* TASK DETAILS *
Write out the data below in full, unchanged, minus the images.

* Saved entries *
==*==
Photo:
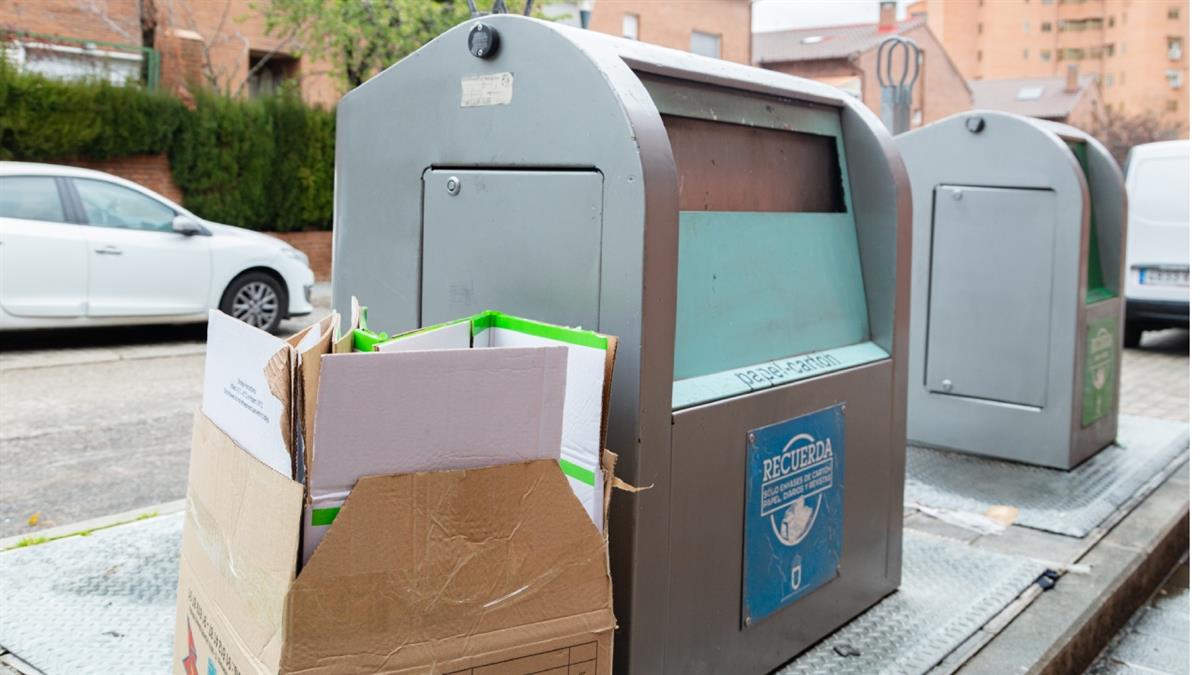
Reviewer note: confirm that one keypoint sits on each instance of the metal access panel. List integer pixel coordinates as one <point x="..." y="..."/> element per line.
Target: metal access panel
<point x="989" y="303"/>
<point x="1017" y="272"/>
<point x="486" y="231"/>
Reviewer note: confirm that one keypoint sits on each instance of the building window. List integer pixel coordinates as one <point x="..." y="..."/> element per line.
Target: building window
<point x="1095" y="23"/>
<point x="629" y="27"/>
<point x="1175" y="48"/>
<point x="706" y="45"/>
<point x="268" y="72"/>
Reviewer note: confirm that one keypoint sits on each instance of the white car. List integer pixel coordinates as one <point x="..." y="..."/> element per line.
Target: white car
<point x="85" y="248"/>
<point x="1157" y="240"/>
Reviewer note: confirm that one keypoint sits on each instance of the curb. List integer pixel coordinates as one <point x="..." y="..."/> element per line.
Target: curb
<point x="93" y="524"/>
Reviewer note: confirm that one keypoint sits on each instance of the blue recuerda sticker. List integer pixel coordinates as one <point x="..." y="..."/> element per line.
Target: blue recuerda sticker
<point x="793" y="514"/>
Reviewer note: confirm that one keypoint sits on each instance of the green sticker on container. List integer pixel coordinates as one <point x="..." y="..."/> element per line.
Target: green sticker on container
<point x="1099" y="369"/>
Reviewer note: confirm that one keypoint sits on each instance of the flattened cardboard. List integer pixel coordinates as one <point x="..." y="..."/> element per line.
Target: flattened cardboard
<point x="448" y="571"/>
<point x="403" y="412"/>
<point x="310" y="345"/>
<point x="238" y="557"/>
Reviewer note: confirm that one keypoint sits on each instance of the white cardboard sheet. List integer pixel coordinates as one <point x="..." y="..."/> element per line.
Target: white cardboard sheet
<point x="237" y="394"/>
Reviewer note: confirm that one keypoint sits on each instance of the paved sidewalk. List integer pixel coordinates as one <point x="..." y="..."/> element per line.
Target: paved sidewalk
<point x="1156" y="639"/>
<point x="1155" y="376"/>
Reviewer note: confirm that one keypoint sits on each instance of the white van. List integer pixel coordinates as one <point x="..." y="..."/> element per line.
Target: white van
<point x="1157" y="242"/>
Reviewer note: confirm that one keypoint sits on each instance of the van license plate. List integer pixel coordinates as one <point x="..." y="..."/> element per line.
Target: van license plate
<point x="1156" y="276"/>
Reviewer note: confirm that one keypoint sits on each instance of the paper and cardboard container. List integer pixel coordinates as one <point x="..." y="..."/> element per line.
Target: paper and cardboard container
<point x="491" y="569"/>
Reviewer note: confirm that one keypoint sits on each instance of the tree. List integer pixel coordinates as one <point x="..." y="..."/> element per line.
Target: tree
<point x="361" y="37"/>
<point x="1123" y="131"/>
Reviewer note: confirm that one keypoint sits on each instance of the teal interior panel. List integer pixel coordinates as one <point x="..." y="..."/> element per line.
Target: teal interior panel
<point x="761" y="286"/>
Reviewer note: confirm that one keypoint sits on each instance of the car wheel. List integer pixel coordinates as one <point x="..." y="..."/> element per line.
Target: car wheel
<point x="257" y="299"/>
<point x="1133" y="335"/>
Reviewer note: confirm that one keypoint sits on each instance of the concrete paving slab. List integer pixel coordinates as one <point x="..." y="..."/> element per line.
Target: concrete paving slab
==*==
* EXPECTED OUTPUT *
Photo:
Reviewer note: confirm that one keypoint sits on each instance of the metal access panel. List integer pixel coordinates as one <point x="..." y="..."/> element per line.
Target: metal access panel
<point x="989" y="303"/>
<point x="1017" y="272"/>
<point x="486" y="231"/>
Reviewer note: confirm that one keypoint sits on each instance of the building window. List integer pixel coordinates as one <point x="..." y="..."/> element per line.
Target: building window
<point x="1095" y="23"/>
<point x="629" y="27"/>
<point x="1175" y="48"/>
<point x="706" y="45"/>
<point x="268" y="72"/>
Reviewer note: confirm that one keypoint sits on each instance of the white car. List integer pixel coordinates as one <point x="..." y="..."/> element per line.
Target: white car
<point x="85" y="248"/>
<point x="1157" y="240"/>
Reviewer note: confirm that one keypoint sits on each instance of the curb. List integer pixel coordinates as one <point x="..." y="..."/> element per line.
Target: curb
<point x="93" y="524"/>
Reviewer note: confirm that one keypoint sits on each instance of the blue recuerda sticker. List integer pixel coordinates as one <point x="..." y="..."/> element per line.
Target: blue recuerda sticker
<point x="793" y="514"/>
Reviewer note: confirm that one keypoint sits on each instance of the green sticker on container. List integer pixel coordinates as one <point x="..." y="..."/> element per line.
Target: green sticker on container
<point x="1099" y="369"/>
Reviewer note: confirm that one keypoint sits on each instance of the flattened cardboard. List integer pixel coordinates as one <point x="..." y="..."/> element per line.
Target: flattened cardboard
<point x="448" y="571"/>
<point x="403" y="412"/>
<point x="310" y="345"/>
<point x="238" y="557"/>
Reviewer note: confirm that one keypoint sits on each instance of the white cardboard sheet. List integer pixel coordinates as one <point x="..." y="..."/> element per line.
Target: white cardboard sheet
<point x="237" y="394"/>
Reviewer note: confirm that one keypoint sits on each instance of the paved sidewalk. List integer pixel coordinates as one <point x="..." y="..."/> element per line.
Target: paved sidewalk
<point x="1156" y="639"/>
<point x="1155" y="376"/>
Reviewer note: confirm that one keypoint sits on each instance of the white van. List integer pixel coordinates as one <point x="..." y="..."/> element per line.
Target: white van
<point x="1157" y="242"/>
Reviewer note: confirm that one keypoint sits on each instance of the van license plate. List integer pixel coordinates as one <point x="..." y="..."/> element per line.
Target: van license plate
<point x="1156" y="276"/>
Reviewer note: confirm that one keypoint sits on each instance of the paper and cardboard container. List integer pixel coordinates as one <point x="..." y="..."/> element per line.
Target: paper and cardboard container
<point x="491" y="569"/>
Reviewer note: confirm that one keypoint sits on each instance of the tree. List integer pixel coordinates as one <point x="..." y="..."/> element per line.
Target: tree
<point x="361" y="37"/>
<point x="1123" y="131"/>
Reviewer note: confirm that one keypoint sits on each instance of the teal interior panel. List integer pixel coordinates as one <point x="..." y="..."/> element per line.
Target: teal interior panel
<point x="761" y="286"/>
Reviewer note: confirm that one keypoint sits on each instance of the car wheel. List integer pixel coordinates as one <point x="..." y="..."/> element per line.
Target: car wheel
<point x="257" y="299"/>
<point x="1133" y="335"/>
Reviewer note: confirm that one keypoint sits on each instance of the concrete paving slab. List integer pixel coordinates as one <point x="..." y="..."/> element per line.
Target: concrete paving slab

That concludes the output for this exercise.